[PATCH] D16838: [LoopUnrolling] Try harder to avoid rebuilding LCSSA when possible.
Michael Zolotukhin via llvm-commits
llvm-commits at lists.llvm.org
Wed Feb 3 13:32:29 PST 2016
Hi Justin,
Thanks for taking a look, please find my comments below. I’ll update the patch shortly!
Michael
> On Feb 3, 2016, at 11:56 AM, Justin Bogner <mail at justinbogner.com> wrote:
>
> Michael Zolotukhin <mzolotukhin at apple.com <mailto:mzolotukhin at apple.com>> writes:
>> mzolotukhin created this revision.
>> mzolotukhin added reviewers: chandlerc, hfinkel, dexonsmith, bogner, joker.eph.
>> mzolotukhin added a subscriber: llvm-commits.
>>
>> In r255133 (reapplied r253126) we started to avoid redundant
>> recomputation of LCSSA after loop-unrolling. This patch moves one step
>> further in this direction - now we can avoid it for much wider range
>> of loops, as we start to look at IR and try to figure out if the
>> transformation actually breaks LCSSA phis or makes it necessary to
>> insert new ones.
>>
>> In future we might go even further and try to fix LCSSA in-place
>> rather than rebuilding it, but I'm not quite sure yet that it's always
>> possible (and computationally cheaper). Anyway, this patch seems to be
>> aligned with that direction.

▶ Material provided:

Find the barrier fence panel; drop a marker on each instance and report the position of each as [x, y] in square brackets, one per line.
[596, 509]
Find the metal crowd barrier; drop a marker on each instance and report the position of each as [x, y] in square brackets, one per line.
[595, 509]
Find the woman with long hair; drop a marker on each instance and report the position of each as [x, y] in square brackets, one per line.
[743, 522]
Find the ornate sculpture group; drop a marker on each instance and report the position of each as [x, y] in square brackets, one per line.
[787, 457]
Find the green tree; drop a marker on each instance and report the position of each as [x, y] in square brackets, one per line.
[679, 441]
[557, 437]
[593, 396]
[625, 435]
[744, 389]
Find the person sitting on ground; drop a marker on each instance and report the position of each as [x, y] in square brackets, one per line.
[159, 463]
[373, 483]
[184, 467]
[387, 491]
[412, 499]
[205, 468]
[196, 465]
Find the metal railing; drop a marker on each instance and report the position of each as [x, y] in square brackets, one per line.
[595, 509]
==
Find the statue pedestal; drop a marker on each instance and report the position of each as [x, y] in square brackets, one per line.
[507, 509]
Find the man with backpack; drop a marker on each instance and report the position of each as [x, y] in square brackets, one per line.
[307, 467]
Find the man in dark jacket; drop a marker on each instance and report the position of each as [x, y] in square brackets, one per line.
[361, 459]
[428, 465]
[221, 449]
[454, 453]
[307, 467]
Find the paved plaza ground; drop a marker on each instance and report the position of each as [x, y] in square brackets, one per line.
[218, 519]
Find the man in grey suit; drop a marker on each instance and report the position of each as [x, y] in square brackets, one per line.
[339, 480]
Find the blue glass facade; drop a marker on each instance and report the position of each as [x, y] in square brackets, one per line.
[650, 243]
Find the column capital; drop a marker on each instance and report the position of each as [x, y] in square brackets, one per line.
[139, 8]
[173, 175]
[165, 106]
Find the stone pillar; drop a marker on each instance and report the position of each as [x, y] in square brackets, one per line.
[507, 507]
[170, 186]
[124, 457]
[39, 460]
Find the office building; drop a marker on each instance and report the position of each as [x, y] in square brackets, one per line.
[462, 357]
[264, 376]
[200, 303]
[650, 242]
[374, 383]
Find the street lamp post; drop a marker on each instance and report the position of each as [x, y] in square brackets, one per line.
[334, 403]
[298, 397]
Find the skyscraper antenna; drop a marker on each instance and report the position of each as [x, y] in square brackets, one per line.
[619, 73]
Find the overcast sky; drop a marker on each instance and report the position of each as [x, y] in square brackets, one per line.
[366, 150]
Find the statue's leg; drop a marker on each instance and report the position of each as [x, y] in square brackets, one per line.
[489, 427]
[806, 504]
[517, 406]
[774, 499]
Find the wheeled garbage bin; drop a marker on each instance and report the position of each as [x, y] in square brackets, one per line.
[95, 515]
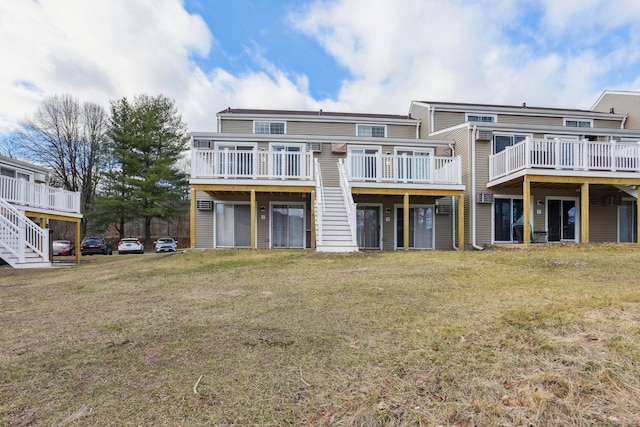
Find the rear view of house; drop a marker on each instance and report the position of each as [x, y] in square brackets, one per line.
* * *
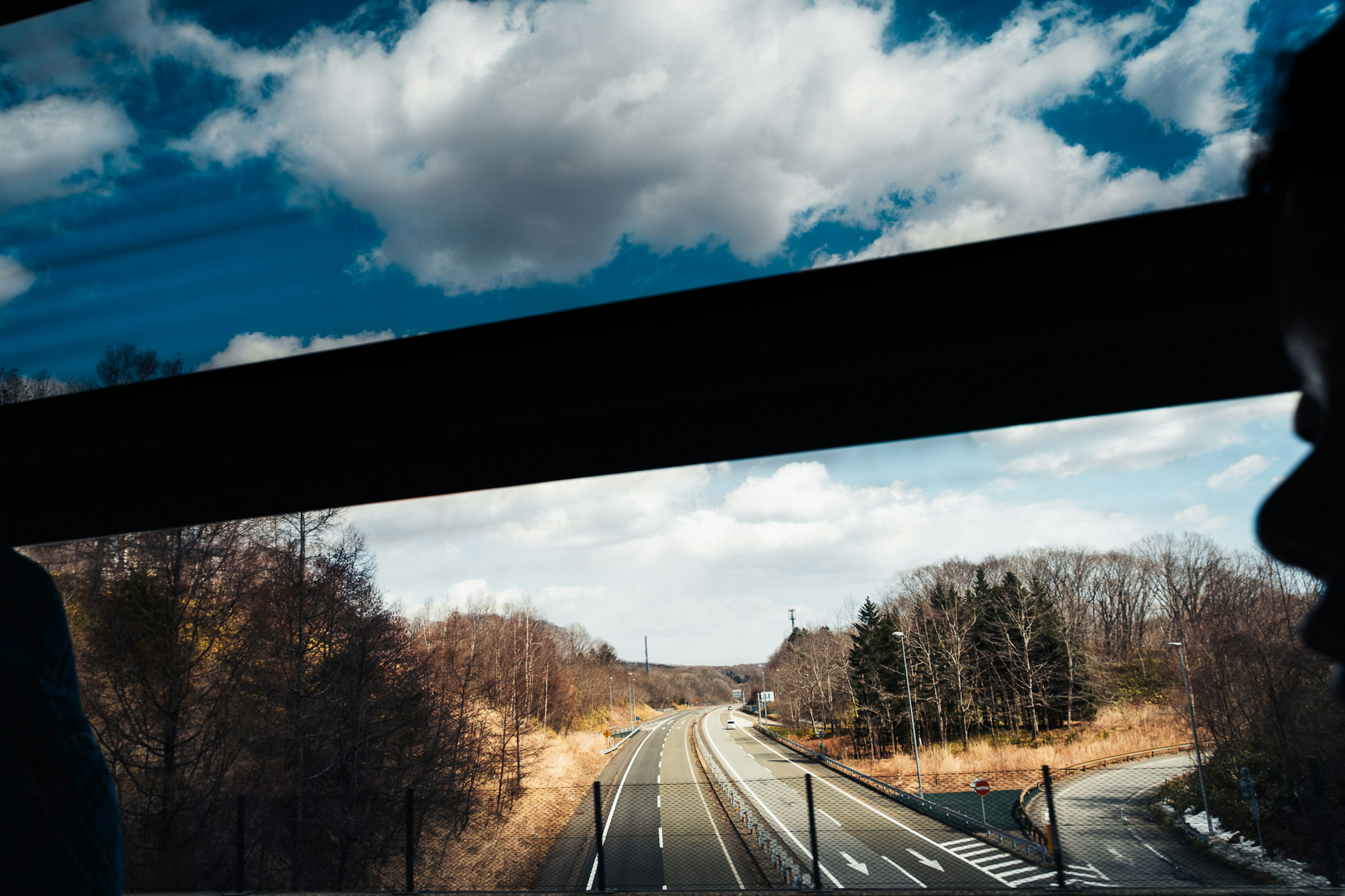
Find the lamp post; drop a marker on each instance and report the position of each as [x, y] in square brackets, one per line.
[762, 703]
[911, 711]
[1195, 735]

▶ List of tasks:
A – Which reviewers does the patch message say were added to the revision?
B – Please reproduce everything in the patch message from "Michael Zolotukhin via" down to "a subscriber: llvm-commits.".

▶ Results for each task:
A – chandlerc, hfinkel, dexonsmith, bogner, and joker.eph

B –
Michael Zolotukhin via llvm-commits
llvm-commits at lists.llvm.org
Wed Feb 3 13:32:29 PST 2016
Hi Justin,
Thanks for taking a look, please find my comments below. I’ll update the patch shortly!
Michael
> On Feb 3, 2016, at 11:56 AM, Justin Bogner <mail at justinbogner.com> wrote:
>
> Michael Zolotukhin <mzolotukhin at apple.com <mailto:mzolotukhin at apple.com>> writes:
>> mzolotukhin created this revision.
>> mzolotukhin added reviewers: chandlerc, hfinkel, dexonsmith, bogner, joker.eph.
>> mzolotukhin added a subscriber: llvm-commits.